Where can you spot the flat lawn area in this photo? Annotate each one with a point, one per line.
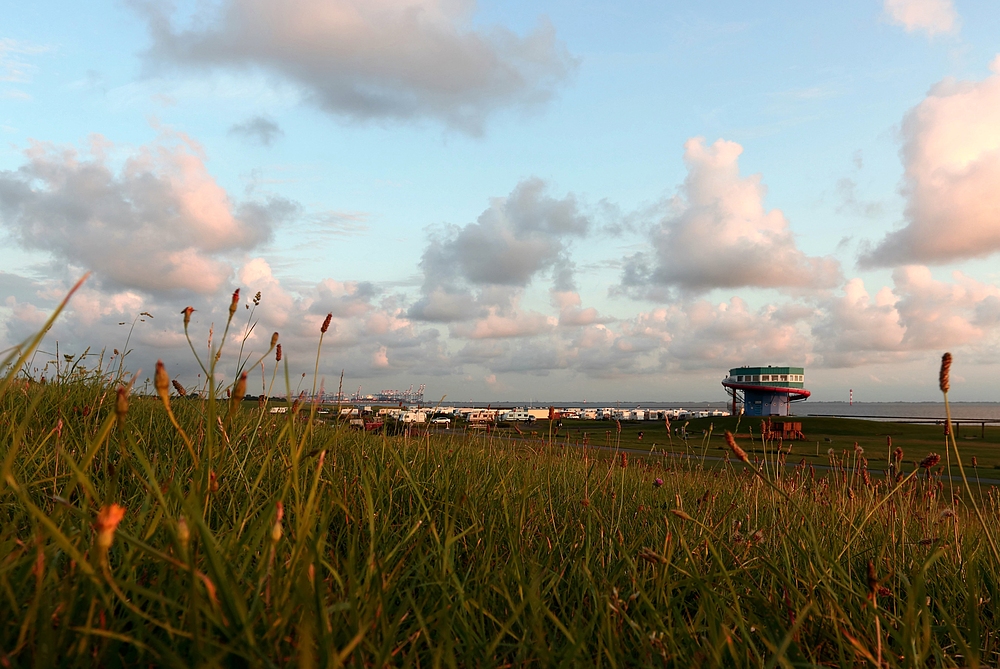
(821, 434)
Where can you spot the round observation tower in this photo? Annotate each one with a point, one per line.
(765, 391)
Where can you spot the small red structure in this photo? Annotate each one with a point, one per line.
(785, 430)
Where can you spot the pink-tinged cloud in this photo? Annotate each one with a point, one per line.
(951, 153)
(919, 313)
(571, 313)
(699, 334)
(931, 16)
(499, 325)
(373, 59)
(160, 222)
(718, 234)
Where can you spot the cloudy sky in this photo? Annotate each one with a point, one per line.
(513, 200)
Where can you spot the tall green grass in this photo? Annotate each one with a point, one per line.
(274, 540)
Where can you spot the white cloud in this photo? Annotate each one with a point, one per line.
(159, 223)
(373, 59)
(470, 268)
(931, 16)
(951, 154)
(718, 234)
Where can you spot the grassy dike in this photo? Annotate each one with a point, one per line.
(221, 535)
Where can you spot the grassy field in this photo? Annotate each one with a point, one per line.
(215, 534)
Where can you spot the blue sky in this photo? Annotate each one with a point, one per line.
(513, 200)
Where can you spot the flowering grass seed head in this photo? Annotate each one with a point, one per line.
(162, 382)
(234, 303)
(240, 390)
(121, 404)
(106, 524)
(944, 382)
(276, 528)
(183, 533)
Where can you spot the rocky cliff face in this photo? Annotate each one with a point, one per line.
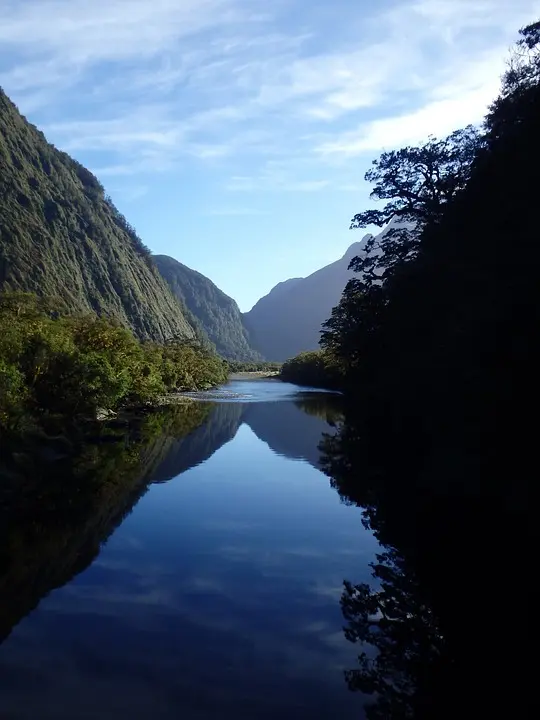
(215, 312)
(288, 320)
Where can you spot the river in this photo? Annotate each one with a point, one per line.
(196, 574)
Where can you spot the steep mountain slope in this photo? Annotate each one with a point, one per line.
(61, 236)
(288, 320)
(216, 313)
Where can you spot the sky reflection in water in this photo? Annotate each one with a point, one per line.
(218, 596)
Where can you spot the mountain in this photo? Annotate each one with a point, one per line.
(60, 235)
(216, 313)
(288, 320)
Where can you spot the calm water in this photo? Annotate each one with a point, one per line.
(199, 578)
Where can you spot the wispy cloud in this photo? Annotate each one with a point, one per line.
(276, 96)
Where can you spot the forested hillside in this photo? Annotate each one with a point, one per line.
(289, 319)
(61, 236)
(434, 341)
(215, 312)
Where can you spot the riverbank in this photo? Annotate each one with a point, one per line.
(255, 375)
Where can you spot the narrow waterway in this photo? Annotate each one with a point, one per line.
(197, 575)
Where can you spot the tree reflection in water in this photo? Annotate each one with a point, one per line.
(436, 628)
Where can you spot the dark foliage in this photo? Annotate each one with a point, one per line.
(318, 368)
(436, 340)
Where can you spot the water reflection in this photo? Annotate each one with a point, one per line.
(218, 596)
(437, 607)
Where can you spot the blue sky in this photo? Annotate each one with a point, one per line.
(234, 134)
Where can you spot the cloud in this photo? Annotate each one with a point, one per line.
(134, 86)
(234, 212)
(452, 106)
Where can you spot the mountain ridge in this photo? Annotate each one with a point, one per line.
(217, 314)
(60, 235)
(288, 319)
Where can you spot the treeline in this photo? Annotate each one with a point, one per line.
(435, 336)
(56, 365)
(253, 366)
(315, 368)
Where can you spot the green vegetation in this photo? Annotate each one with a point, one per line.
(253, 366)
(61, 236)
(317, 368)
(208, 308)
(61, 367)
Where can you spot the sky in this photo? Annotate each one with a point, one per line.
(235, 134)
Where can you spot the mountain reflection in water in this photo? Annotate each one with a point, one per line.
(197, 570)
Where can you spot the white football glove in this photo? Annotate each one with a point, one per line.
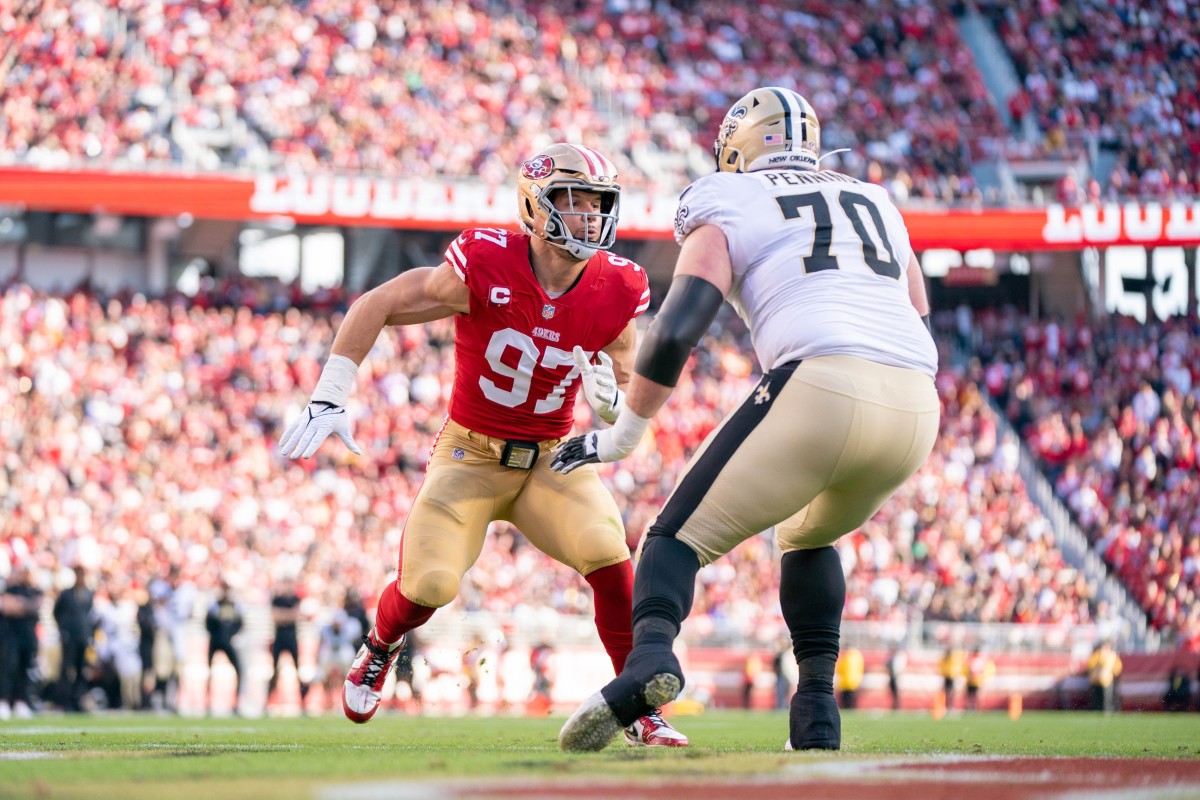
(599, 384)
(601, 446)
(317, 421)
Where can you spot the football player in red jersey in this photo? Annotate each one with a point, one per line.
(538, 314)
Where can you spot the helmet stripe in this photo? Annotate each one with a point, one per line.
(785, 101)
(588, 157)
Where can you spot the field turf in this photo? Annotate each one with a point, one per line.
(133, 757)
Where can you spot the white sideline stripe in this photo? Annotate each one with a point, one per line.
(31, 756)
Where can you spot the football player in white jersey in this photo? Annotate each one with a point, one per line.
(821, 269)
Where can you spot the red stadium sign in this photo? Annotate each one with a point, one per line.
(443, 205)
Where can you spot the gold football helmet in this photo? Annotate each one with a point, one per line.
(768, 128)
(567, 167)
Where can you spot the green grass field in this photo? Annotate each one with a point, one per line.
(133, 757)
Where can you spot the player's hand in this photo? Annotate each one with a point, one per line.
(599, 384)
(589, 449)
(317, 421)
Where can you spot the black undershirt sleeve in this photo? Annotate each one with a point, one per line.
(687, 313)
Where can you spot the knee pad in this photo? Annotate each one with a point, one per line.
(433, 589)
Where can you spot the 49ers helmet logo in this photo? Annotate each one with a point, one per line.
(538, 168)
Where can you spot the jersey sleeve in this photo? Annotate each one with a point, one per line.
(457, 256)
(641, 290)
(702, 204)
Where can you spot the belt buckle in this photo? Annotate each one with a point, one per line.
(520, 455)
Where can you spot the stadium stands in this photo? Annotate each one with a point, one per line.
(153, 449)
(467, 89)
(1110, 409)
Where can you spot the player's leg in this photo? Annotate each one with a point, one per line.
(889, 423)
(462, 491)
(742, 481)
(574, 519)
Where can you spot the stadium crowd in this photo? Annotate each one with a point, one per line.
(466, 89)
(1111, 413)
(142, 449)
(1116, 73)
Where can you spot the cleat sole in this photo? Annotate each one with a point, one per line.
(594, 726)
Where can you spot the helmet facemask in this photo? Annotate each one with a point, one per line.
(568, 168)
(558, 233)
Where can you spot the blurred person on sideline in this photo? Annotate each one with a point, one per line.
(981, 669)
(1179, 690)
(340, 638)
(285, 614)
(72, 614)
(952, 667)
(849, 675)
(784, 666)
(898, 662)
(223, 623)
(537, 314)
(1104, 668)
(19, 606)
(821, 269)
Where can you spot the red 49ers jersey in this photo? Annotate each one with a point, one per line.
(515, 377)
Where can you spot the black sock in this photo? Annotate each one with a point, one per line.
(664, 589)
(811, 595)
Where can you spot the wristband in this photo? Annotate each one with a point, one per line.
(617, 405)
(628, 432)
(336, 382)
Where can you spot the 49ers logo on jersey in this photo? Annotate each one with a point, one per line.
(538, 168)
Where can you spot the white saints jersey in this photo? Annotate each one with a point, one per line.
(820, 265)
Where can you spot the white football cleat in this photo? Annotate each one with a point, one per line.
(653, 731)
(364, 684)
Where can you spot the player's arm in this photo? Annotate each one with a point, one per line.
(703, 276)
(419, 295)
(611, 370)
(622, 352)
(917, 290)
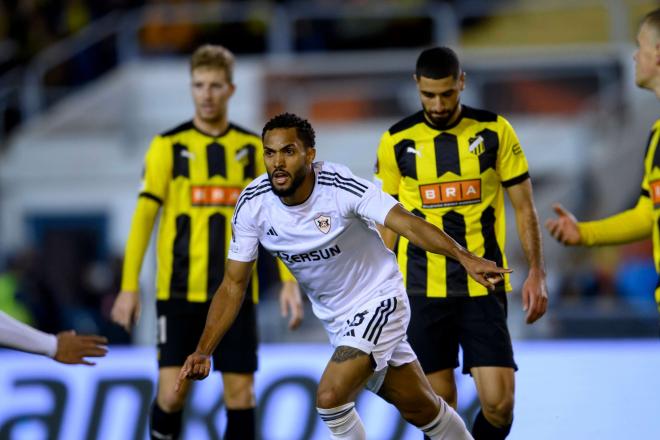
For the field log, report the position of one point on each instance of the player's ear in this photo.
(461, 80)
(310, 155)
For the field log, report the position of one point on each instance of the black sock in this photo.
(240, 424)
(164, 425)
(483, 430)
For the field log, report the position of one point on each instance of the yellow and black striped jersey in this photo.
(454, 178)
(197, 177)
(651, 189)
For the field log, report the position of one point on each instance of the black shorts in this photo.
(180, 325)
(478, 324)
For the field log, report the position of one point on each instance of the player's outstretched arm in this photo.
(73, 348)
(624, 227)
(223, 310)
(432, 239)
(66, 347)
(534, 289)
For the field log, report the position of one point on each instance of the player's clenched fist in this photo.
(196, 367)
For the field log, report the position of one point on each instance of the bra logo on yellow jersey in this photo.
(440, 195)
(477, 145)
(655, 192)
(212, 195)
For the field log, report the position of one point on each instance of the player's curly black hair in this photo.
(289, 120)
(438, 62)
(653, 18)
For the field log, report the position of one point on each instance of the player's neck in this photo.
(302, 193)
(213, 128)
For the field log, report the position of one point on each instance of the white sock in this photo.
(447, 425)
(344, 422)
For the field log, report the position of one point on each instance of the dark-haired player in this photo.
(451, 165)
(193, 175)
(323, 218)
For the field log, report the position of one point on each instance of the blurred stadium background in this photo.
(85, 84)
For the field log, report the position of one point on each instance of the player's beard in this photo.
(441, 121)
(296, 180)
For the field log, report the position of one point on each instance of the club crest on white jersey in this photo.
(323, 223)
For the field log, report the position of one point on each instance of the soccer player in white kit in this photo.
(320, 220)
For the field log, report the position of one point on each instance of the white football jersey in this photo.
(329, 242)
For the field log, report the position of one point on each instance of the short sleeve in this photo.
(367, 200)
(244, 245)
(386, 171)
(157, 170)
(512, 164)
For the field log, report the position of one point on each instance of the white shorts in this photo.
(378, 328)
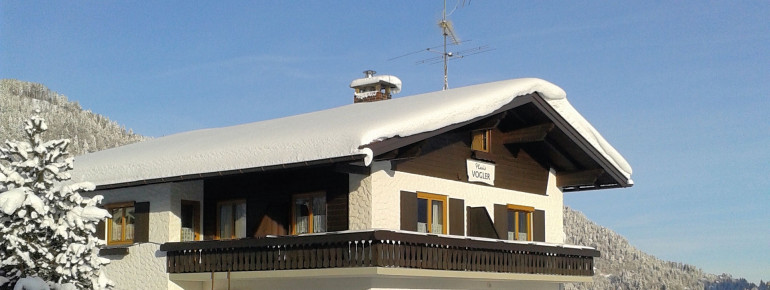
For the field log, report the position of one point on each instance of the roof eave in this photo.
(196, 176)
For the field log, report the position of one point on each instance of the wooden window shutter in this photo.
(142, 225)
(501, 221)
(538, 226)
(409, 211)
(456, 217)
(100, 231)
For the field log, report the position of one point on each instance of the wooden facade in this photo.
(268, 198)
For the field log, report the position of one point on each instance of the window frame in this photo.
(444, 208)
(196, 216)
(112, 206)
(529, 211)
(481, 140)
(219, 216)
(311, 196)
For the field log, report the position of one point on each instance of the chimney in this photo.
(373, 88)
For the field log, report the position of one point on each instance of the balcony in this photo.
(379, 248)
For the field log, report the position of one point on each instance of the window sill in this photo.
(484, 156)
(114, 250)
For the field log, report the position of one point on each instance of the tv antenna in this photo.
(447, 30)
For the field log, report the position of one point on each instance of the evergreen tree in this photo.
(46, 227)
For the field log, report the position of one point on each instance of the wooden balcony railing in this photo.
(378, 248)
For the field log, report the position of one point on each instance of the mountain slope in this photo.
(623, 266)
(88, 132)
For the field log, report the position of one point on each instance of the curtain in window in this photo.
(130, 221)
(523, 226)
(225, 221)
(437, 210)
(117, 224)
(301, 211)
(240, 220)
(319, 214)
(422, 215)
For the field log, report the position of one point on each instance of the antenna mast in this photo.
(447, 30)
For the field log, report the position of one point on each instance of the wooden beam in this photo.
(526, 135)
(352, 169)
(576, 178)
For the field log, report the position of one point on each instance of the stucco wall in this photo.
(145, 265)
(387, 184)
(360, 202)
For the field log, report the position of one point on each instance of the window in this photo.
(481, 140)
(520, 222)
(190, 217)
(120, 227)
(231, 219)
(431, 213)
(308, 213)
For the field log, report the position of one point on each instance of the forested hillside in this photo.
(88, 132)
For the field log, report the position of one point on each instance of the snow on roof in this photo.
(331, 133)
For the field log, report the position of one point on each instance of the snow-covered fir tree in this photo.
(47, 229)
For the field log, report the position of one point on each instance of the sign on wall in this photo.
(481, 171)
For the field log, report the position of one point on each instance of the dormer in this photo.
(373, 88)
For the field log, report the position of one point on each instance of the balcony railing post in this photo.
(376, 249)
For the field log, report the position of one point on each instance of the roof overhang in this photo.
(188, 177)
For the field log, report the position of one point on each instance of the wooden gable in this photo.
(445, 155)
(527, 138)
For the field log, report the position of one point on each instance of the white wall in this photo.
(386, 187)
(145, 265)
(360, 202)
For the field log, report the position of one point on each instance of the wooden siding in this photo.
(480, 224)
(538, 225)
(268, 198)
(445, 155)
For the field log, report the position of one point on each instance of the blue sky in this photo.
(680, 88)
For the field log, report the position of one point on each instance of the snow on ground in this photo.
(331, 133)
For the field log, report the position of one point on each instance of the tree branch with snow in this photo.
(47, 229)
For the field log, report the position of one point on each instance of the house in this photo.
(456, 189)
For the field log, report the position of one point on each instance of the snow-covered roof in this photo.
(327, 134)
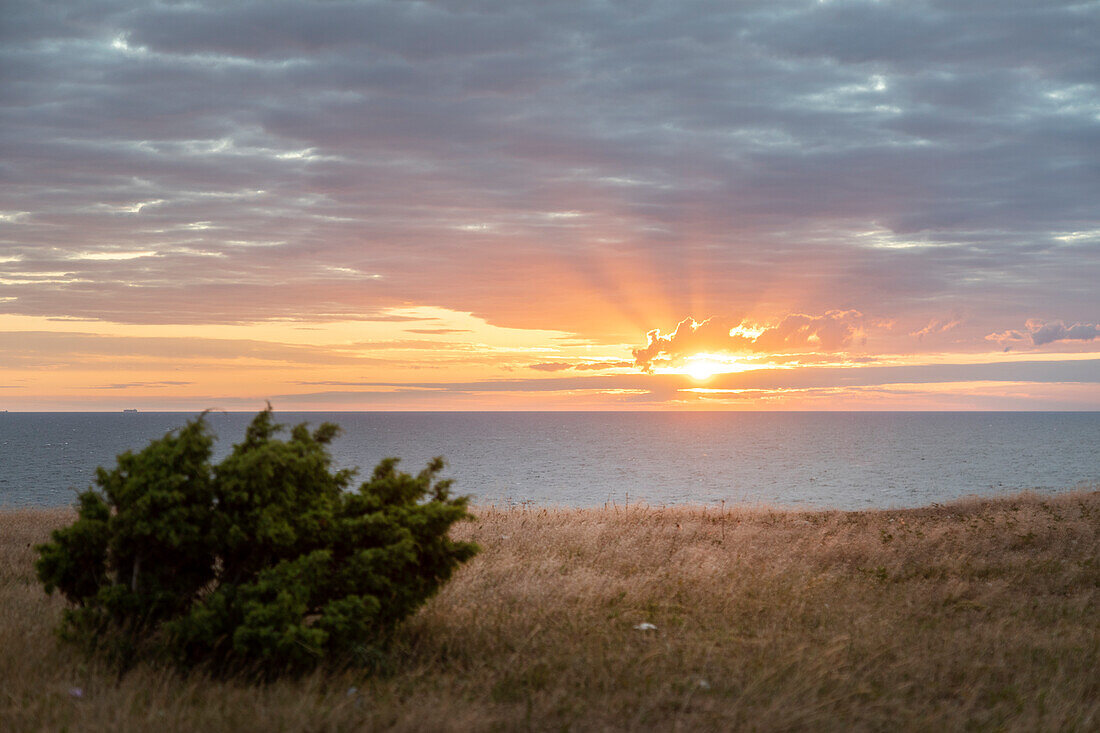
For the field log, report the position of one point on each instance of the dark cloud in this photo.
(331, 160)
(832, 331)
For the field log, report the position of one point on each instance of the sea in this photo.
(826, 460)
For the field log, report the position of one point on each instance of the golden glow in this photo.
(702, 367)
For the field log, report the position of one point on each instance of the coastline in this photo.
(979, 612)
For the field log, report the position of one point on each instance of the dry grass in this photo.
(980, 614)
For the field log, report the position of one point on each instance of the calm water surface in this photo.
(842, 460)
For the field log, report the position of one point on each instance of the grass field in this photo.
(974, 615)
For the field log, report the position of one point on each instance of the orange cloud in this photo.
(832, 331)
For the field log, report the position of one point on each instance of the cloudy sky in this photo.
(474, 205)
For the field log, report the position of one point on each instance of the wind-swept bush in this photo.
(263, 561)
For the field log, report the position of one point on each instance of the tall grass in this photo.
(979, 614)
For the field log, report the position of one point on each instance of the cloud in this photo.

■ ■ ■ ■ ■

Task statement. Reproduce only the lines between the line containing "dry grass in this photo." and the last line of the records, those two lines included, exactly.

Solution below.
For the field log, report the position of one point on each instance of the dry grass in this photo.
(980, 614)
For the field log, report the position of one point on each instance of the calm water surface in this photo.
(842, 460)
For the field log, report the position of one point on each instance of the grass field in this photo.
(974, 615)
For the field log, report the position of one point on each instance of the orange cloud in this photo.
(832, 331)
For the field log, report the position of one point on each instance of the cloudy sky in this photo.
(474, 205)
For the field log, report the position of one point on each instance of the wind-swept bush in this photo.
(263, 561)
For the field log, report the position of one point on each instance of the tall grass in this photo.
(979, 614)
For the field log, report the position of one point on each instance of the cloud in this photo.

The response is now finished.